EXERCISE TASK A
Answer these from the economy commentary:
(i) What phrase does the president repeat about the economy?
(ii) On what date did the New York Times run the story accompanying Alan Greenspan's rate move?
(iii) What does the commentary call the real issue?
EXERCISE TASK B
List every topic named in the "Topics" line of the economy commentary.
EXERCISE TASK C
Write the next part of the economy commentary, picking up after its final sentence.

PASSAGE GIVEN
---
Length matters

While pundits sugarcoat the economy, the real issue is simple: Too many people have been out of work for too long.

Topics: Unemployment, Federal Reserve, Inflation, Alan Greenspan

One can’t really fault the president for repeating mindlessly that the economy is “strong and growing stronger.” He is a politician facing election. His job is not to reflect facts but to shape opinion — if he can. And lies about economic performance are, well, comparatively innocuous; they don’t normally lead to war.

But what are we to make of our economists, on whom the press relies for guidance?

On July 1, the New York Times accompanied Alan Greenspan‘s rate move with a blast from the hawks. Headlined “As Greenspan Chases Inflation, Critics Shout, ‘Faster!’” it reported widespread “fears that Mr. Greenspan has opened wide the door to inflation in the United States by keeping interest rates too low for too long.” The gist of this story was that, in the professionals’ view, absent sharp interest rate increases, we would soon be on the brink of inflationary disaster.
---
GIVEN MATERIAL
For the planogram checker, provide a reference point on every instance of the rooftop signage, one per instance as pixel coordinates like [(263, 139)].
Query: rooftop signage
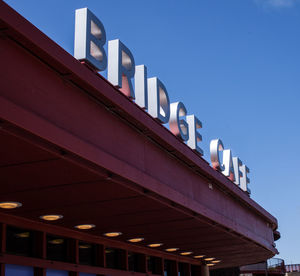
---
OUTPUT A
(i) That it is "strong and growing stronger."
(ii) July 1.
(iii) Too many people have been out of work for too long.

OUTPUT B
Unemployment, Federal Reserve, Inflation, Alan Greenspan

OUTPUT C
Yet the next morning, the Wall Street Journal’s online edition led with an “economic forecasting survey.” This one was uniformly upbeat, with a consensus of business economists expecting steady growth, a takeoff in the industrial sector, and both falling inflation and falling unemployment. Some were even more optimistic. Diane Swonk, chief economist with Bank One, was quoted as saying: “We’re entering a phase where the economy is picking up momentum.” She added that with “record profits, record cash flow … top-line revenue growth and order backlogs — you can’t ask for more.”

Then, by midafternoon, another Wall Street Journal story had gone up. “Jobs Growth Slows Sharply” read the headline. Only 112,000 new payroll jobs were created in June. And the previously bullish numbers for April and May were also revised downward, by 35,000 jobs. Manufacturing employment fell, as did the workweek. And factory orders, shown in a separate report, fell in May for a second straight month.

In what may be the lamest spin on record, the Journal next dug out a certain Ian Shepherdson, of High Frequency Economics, to say that the bad job numbers were due, in part, to “an inexplicably small estimate for job creation.” (Reassuring, isn’t it?)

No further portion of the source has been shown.